[Begin]

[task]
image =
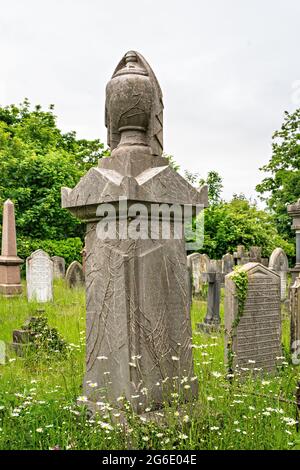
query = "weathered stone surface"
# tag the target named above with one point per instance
(39, 276)
(295, 317)
(137, 291)
(255, 254)
(83, 255)
(215, 278)
(279, 262)
(10, 276)
(59, 267)
(257, 337)
(294, 211)
(227, 263)
(199, 265)
(75, 275)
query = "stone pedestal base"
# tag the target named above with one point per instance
(10, 290)
(295, 272)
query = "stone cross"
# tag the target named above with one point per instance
(59, 267)
(253, 340)
(75, 275)
(10, 276)
(294, 211)
(39, 277)
(279, 262)
(137, 288)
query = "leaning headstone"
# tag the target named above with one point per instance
(295, 321)
(59, 267)
(83, 256)
(255, 254)
(214, 278)
(2, 353)
(279, 262)
(75, 275)
(39, 276)
(137, 289)
(198, 264)
(227, 263)
(294, 211)
(253, 339)
(10, 276)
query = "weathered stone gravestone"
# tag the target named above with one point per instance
(294, 211)
(75, 275)
(255, 254)
(137, 289)
(254, 339)
(278, 262)
(214, 277)
(227, 263)
(39, 277)
(2, 353)
(10, 276)
(198, 264)
(59, 267)
(295, 321)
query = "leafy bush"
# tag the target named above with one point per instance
(68, 248)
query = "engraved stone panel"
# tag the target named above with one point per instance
(39, 277)
(75, 275)
(279, 263)
(256, 340)
(59, 267)
(199, 264)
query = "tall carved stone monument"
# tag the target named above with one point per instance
(10, 277)
(137, 288)
(295, 319)
(39, 277)
(294, 211)
(253, 339)
(279, 262)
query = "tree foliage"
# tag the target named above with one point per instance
(239, 222)
(282, 186)
(36, 160)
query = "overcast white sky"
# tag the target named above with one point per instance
(228, 69)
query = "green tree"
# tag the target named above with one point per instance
(240, 222)
(282, 186)
(36, 160)
(215, 186)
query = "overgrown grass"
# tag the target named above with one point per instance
(38, 394)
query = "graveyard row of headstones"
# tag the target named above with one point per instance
(40, 268)
(138, 303)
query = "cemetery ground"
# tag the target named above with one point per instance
(39, 394)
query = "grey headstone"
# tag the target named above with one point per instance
(137, 291)
(255, 254)
(39, 277)
(59, 267)
(295, 321)
(75, 275)
(227, 263)
(256, 340)
(279, 262)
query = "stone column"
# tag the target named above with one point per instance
(10, 276)
(294, 211)
(137, 287)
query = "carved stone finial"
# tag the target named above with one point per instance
(134, 106)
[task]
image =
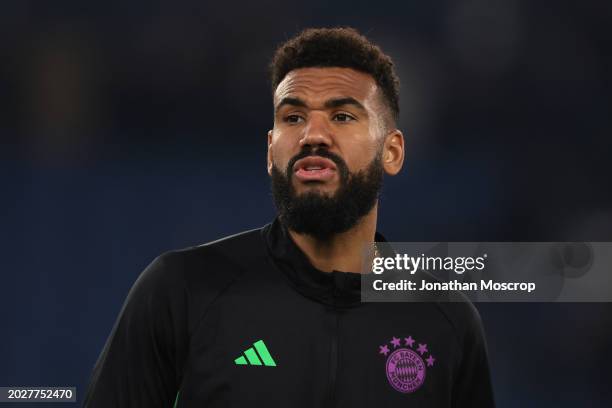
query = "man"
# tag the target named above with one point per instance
(272, 317)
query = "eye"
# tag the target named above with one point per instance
(343, 117)
(293, 119)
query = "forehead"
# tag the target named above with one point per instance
(320, 84)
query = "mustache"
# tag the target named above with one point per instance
(341, 164)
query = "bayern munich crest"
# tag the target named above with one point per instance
(406, 365)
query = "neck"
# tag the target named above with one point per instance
(344, 251)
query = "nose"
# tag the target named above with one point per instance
(317, 132)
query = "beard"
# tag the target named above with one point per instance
(322, 215)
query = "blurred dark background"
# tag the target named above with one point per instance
(132, 127)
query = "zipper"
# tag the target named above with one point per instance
(333, 357)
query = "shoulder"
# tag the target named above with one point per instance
(195, 276)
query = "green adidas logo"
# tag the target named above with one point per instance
(254, 357)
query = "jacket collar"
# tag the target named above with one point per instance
(335, 288)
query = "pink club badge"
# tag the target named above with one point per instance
(406, 366)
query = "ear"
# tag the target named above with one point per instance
(393, 152)
(269, 152)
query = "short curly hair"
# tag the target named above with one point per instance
(337, 47)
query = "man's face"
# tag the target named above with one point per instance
(333, 109)
(325, 151)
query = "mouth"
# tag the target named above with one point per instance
(314, 168)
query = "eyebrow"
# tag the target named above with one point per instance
(329, 104)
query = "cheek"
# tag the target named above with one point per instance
(281, 152)
(358, 156)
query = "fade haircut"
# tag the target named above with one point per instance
(340, 47)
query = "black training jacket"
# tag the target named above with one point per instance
(247, 321)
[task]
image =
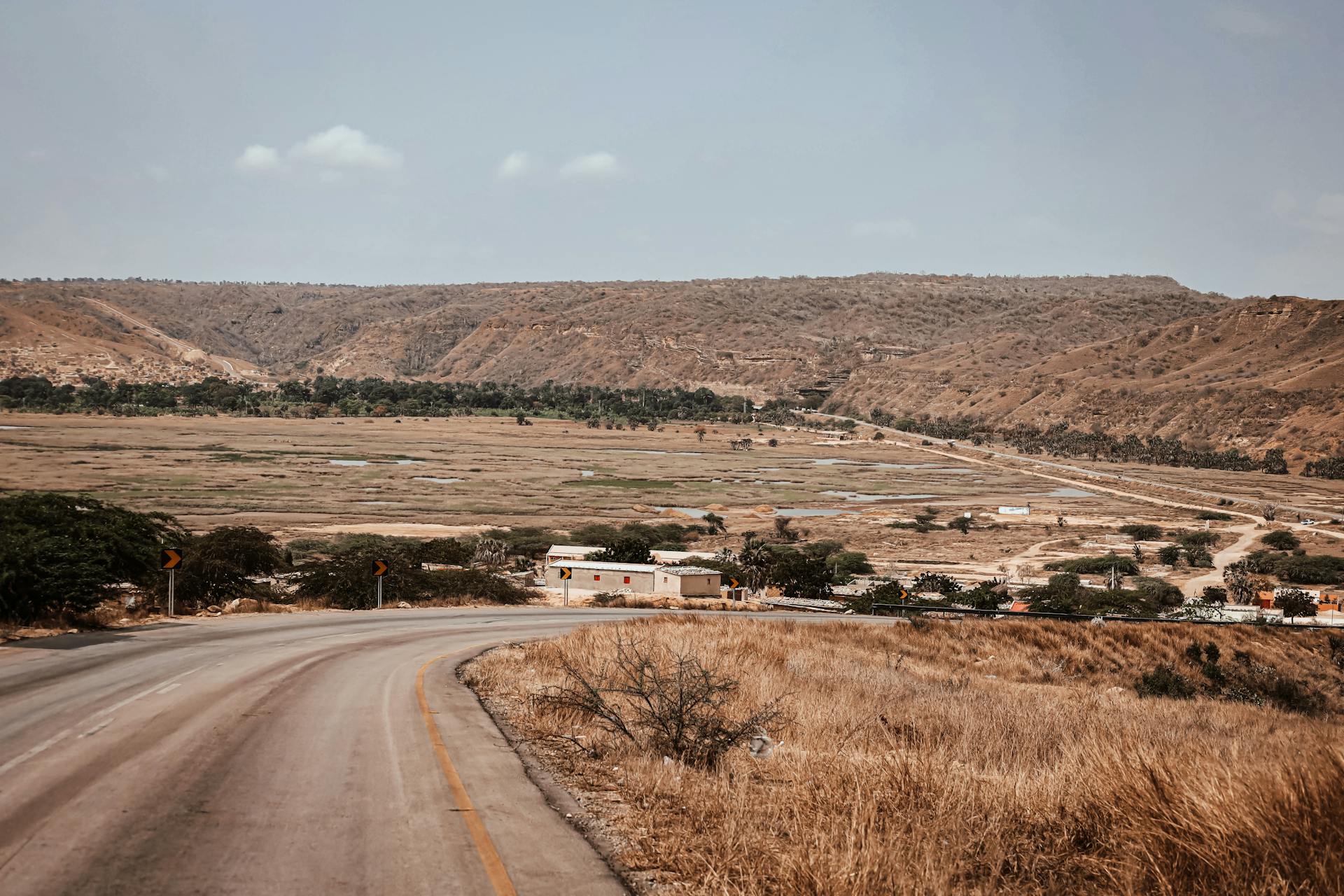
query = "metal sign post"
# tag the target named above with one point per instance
(379, 570)
(566, 574)
(171, 559)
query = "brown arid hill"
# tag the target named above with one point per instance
(1256, 375)
(766, 336)
(1129, 354)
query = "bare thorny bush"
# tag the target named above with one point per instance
(663, 701)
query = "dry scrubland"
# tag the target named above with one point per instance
(1132, 354)
(942, 758)
(456, 476)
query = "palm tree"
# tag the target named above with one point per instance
(489, 554)
(756, 561)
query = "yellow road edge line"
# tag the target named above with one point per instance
(480, 837)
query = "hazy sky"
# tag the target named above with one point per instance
(436, 141)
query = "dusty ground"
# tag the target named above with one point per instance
(318, 477)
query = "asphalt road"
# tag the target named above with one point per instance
(314, 752)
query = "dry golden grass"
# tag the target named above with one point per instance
(976, 758)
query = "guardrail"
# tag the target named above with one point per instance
(1084, 617)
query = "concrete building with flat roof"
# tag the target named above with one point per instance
(640, 578)
(687, 582)
(584, 552)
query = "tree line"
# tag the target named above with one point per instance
(375, 397)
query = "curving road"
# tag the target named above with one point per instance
(312, 752)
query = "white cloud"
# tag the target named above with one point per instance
(598, 164)
(257, 158)
(889, 229)
(1282, 202)
(517, 164)
(1331, 207)
(1243, 22)
(342, 147)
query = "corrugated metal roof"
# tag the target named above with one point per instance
(604, 564)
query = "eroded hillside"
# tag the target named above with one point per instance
(1128, 354)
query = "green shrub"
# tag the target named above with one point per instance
(1281, 540)
(1142, 531)
(1199, 558)
(220, 564)
(1164, 681)
(64, 554)
(1195, 539)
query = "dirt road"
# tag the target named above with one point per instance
(968, 453)
(318, 752)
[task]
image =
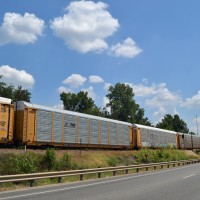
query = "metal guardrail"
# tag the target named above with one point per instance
(36, 176)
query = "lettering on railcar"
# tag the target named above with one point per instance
(71, 125)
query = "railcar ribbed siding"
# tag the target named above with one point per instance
(70, 129)
(94, 131)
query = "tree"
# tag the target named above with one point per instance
(173, 123)
(123, 106)
(16, 94)
(21, 94)
(79, 102)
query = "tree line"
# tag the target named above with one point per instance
(122, 105)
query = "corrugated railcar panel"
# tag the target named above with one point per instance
(104, 132)
(11, 123)
(58, 127)
(93, 131)
(120, 134)
(44, 126)
(126, 135)
(69, 129)
(83, 130)
(113, 133)
(4, 122)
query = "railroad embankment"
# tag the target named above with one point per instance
(18, 161)
(14, 161)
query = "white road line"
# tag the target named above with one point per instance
(189, 176)
(92, 184)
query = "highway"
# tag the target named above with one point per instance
(181, 183)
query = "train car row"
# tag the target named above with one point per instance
(35, 125)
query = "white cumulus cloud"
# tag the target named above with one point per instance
(95, 79)
(127, 48)
(16, 77)
(91, 93)
(106, 86)
(64, 89)
(75, 80)
(85, 26)
(20, 29)
(192, 102)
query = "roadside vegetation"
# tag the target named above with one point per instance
(56, 160)
(22, 162)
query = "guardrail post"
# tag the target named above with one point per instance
(59, 179)
(31, 183)
(81, 177)
(99, 175)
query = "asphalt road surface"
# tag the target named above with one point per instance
(172, 184)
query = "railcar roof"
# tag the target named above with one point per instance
(22, 104)
(153, 128)
(5, 100)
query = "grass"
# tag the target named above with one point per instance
(52, 160)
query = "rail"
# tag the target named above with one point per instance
(36, 176)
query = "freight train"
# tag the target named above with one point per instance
(24, 123)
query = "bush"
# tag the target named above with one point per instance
(65, 162)
(19, 164)
(49, 160)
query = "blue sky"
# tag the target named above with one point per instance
(52, 46)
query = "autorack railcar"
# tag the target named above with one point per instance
(40, 125)
(6, 120)
(155, 137)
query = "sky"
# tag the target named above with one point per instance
(154, 46)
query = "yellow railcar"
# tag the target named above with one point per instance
(6, 121)
(40, 125)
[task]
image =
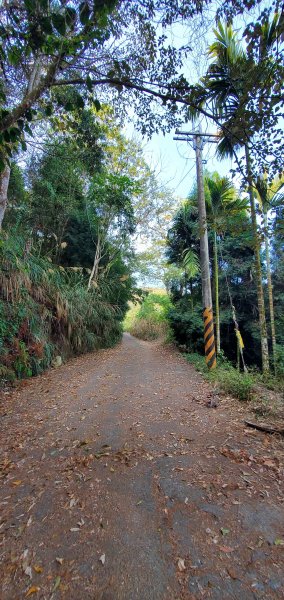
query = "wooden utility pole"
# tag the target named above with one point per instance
(209, 339)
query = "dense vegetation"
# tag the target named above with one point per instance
(233, 273)
(67, 259)
(148, 319)
(73, 190)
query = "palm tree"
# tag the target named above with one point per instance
(269, 196)
(222, 203)
(226, 87)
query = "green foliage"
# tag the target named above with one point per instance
(226, 377)
(150, 321)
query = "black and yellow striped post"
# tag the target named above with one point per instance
(209, 340)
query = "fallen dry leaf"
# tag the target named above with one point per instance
(38, 569)
(226, 549)
(181, 565)
(33, 590)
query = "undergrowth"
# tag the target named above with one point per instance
(225, 377)
(46, 310)
(149, 320)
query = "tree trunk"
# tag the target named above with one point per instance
(260, 296)
(216, 280)
(95, 269)
(4, 184)
(270, 290)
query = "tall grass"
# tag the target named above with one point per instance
(148, 321)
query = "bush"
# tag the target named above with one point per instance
(47, 310)
(150, 320)
(230, 380)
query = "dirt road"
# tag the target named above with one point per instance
(118, 482)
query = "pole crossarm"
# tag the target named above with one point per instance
(199, 139)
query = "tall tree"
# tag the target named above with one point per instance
(94, 47)
(269, 197)
(226, 87)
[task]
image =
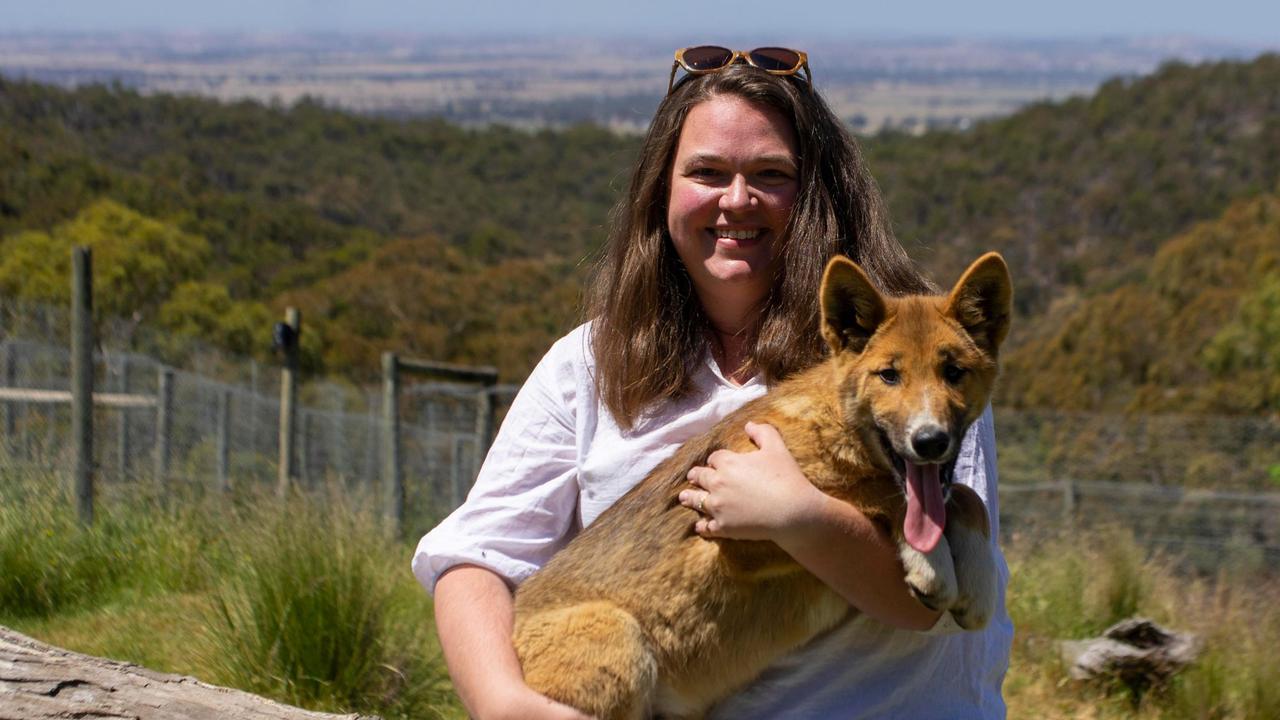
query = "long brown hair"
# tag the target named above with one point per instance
(648, 328)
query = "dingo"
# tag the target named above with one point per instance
(640, 616)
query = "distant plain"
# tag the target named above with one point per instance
(910, 83)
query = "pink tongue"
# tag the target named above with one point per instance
(926, 511)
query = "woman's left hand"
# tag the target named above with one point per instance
(757, 495)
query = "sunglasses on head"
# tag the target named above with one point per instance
(704, 59)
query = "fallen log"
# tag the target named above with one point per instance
(1137, 652)
(41, 682)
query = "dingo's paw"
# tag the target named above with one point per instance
(932, 575)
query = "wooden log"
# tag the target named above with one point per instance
(40, 682)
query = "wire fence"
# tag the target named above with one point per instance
(1200, 487)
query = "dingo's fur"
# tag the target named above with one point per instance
(639, 615)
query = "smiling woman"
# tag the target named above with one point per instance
(732, 186)
(746, 185)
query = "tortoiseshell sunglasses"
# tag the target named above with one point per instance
(704, 59)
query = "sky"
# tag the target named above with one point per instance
(1253, 21)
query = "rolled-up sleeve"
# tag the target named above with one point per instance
(524, 500)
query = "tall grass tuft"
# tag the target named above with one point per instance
(53, 563)
(311, 613)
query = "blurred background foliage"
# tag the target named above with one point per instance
(1142, 226)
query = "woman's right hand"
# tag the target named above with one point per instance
(522, 702)
(474, 618)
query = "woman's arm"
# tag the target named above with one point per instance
(763, 495)
(474, 618)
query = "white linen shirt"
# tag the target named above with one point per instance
(560, 460)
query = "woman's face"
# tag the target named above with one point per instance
(732, 186)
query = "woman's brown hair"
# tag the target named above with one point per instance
(648, 328)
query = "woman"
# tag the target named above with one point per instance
(745, 186)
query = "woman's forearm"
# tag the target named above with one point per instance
(474, 618)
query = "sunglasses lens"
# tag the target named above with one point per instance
(707, 57)
(775, 58)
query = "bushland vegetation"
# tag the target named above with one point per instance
(310, 602)
(1142, 212)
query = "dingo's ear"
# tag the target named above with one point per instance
(982, 301)
(851, 306)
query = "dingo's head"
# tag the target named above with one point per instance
(920, 370)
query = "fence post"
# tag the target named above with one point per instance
(393, 477)
(288, 402)
(305, 474)
(164, 428)
(9, 410)
(224, 440)
(82, 381)
(123, 440)
(485, 408)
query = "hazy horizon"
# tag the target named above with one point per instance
(1233, 21)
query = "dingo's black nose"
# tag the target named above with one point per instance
(931, 442)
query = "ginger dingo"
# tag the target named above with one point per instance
(641, 616)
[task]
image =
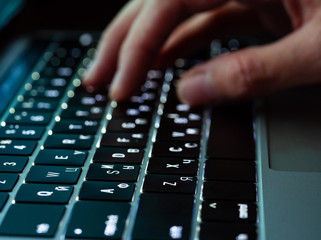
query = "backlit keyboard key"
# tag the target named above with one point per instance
(97, 220)
(32, 220)
(17, 147)
(44, 193)
(169, 184)
(113, 172)
(68, 141)
(53, 174)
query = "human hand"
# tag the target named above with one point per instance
(149, 32)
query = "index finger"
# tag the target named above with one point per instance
(148, 33)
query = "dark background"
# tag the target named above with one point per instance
(64, 14)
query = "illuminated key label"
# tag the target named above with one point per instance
(175, 232)
(111, 225)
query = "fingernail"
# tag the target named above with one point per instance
(197, 90)
(115, 84)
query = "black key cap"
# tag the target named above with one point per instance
(134, 110)
(3, 199)
(17, 147)
(163, 216)
(61, 157)
(119, 155)
(229, 191)
(53, 174)
(44, 193)
(231, 134)
(113, 172)
(97, 100)
(177, 166)
(174, 134)
(176, 150)
(29, 117)
(21, 132)
(230, 170)
(169, 184)
(227, 231)
(32, 220)
(131, 140)
(41, 92)
(51, 82)
(30, 104)
(68, 141)
(7, 181)
(181, 108)
(192, 120)
(228, 211)
(128, 125)
(85, 113)
(107, 191)
(12, 164)
(76, 127)
(98, 220)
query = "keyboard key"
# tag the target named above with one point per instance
(53, 174)
(113, 172)
(44, 193)
(174, 134)
(41, 92)
(61, 157)
(29, 117)
(8, 181)
(21, 132)
(127, 140)
(230, 138)
(227, 231)
(94, 100)
(119, 155)
(176, 150)
(230, 170)
(128, 125)
(176, 166)
(35, 104)
(228, 211)
(107, 191)
(76, 127)
(98, 220)
(133, 110)
(12, 164)
(32, 220)
(169, 184)
(191, 120)
(85, 113)
(17, 147)
(68, 141)
(163, 216)
(237, 191)
(3, 199)
(51, 82)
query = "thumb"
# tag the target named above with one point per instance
(255, 72)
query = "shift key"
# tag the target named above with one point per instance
(168, 215)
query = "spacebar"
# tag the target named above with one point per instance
(168, 215)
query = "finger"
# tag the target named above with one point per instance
(257, 71)
(148, 33)
(197, 32)
(104, 65)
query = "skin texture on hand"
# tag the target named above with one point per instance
(150, 33)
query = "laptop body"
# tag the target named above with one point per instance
(285, 130)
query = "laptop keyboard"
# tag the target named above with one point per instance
(75, 165)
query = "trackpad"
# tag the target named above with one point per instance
(294, 130)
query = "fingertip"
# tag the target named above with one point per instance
(196, 90)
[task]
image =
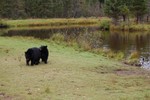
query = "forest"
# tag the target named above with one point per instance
(75, 8)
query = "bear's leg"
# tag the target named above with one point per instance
(27, 62)
(32, 62)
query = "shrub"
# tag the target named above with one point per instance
(105, 23)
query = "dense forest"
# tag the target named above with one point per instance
(74, 8)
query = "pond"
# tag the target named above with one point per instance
(92, 38)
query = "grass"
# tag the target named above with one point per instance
(52, 22)
(103, 23)
(69, 75)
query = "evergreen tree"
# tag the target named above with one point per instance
(139, 9)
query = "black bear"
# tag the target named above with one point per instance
(33, 55)
(44, 53)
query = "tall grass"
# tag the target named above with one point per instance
(3, 24)
(52, 22)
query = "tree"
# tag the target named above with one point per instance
(139, 9)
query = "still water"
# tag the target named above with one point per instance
(93, 38)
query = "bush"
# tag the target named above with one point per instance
(105, 23)
(3, 24)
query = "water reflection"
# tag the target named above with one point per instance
(91, 38)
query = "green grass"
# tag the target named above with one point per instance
(52, 22)
(69, 75)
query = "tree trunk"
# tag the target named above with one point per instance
(124, 18)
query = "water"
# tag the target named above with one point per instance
(93, 38)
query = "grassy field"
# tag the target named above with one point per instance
(52, 22)
(69, 75)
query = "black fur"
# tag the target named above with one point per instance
(33, 55)
(44, 53)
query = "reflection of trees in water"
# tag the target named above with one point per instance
(90, 38)
(121, 41)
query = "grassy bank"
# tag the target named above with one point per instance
(104, 23)
(69, 75)
(52, 22)
(131, 27)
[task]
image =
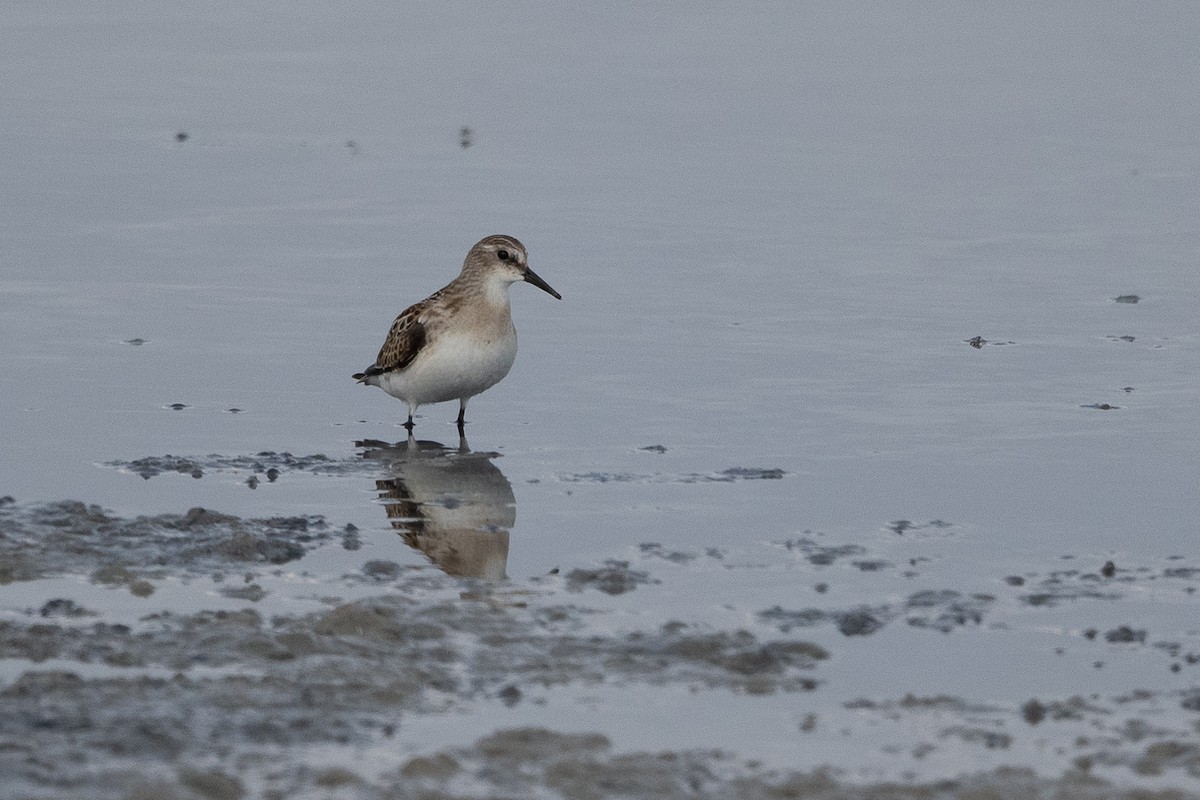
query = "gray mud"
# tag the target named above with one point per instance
(226, 703)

[End]

#### The exercise:
Everything from the line with "of trees in" through the final line of the records above should be written out exactly, minus the pictures.

#### Answer in full:
query = "reflection of trees in water"
# tag the target named above with one point per instance
(90, 38)
(121, 41)
query = "grassy bank"
# tag the target named above with one point per instance
(104, 23)
(69, 75)
(52, 22)
(131, 27)
[task]
image =
query = "gray mud"
# tag the target named above with one point per instance
(226, 703)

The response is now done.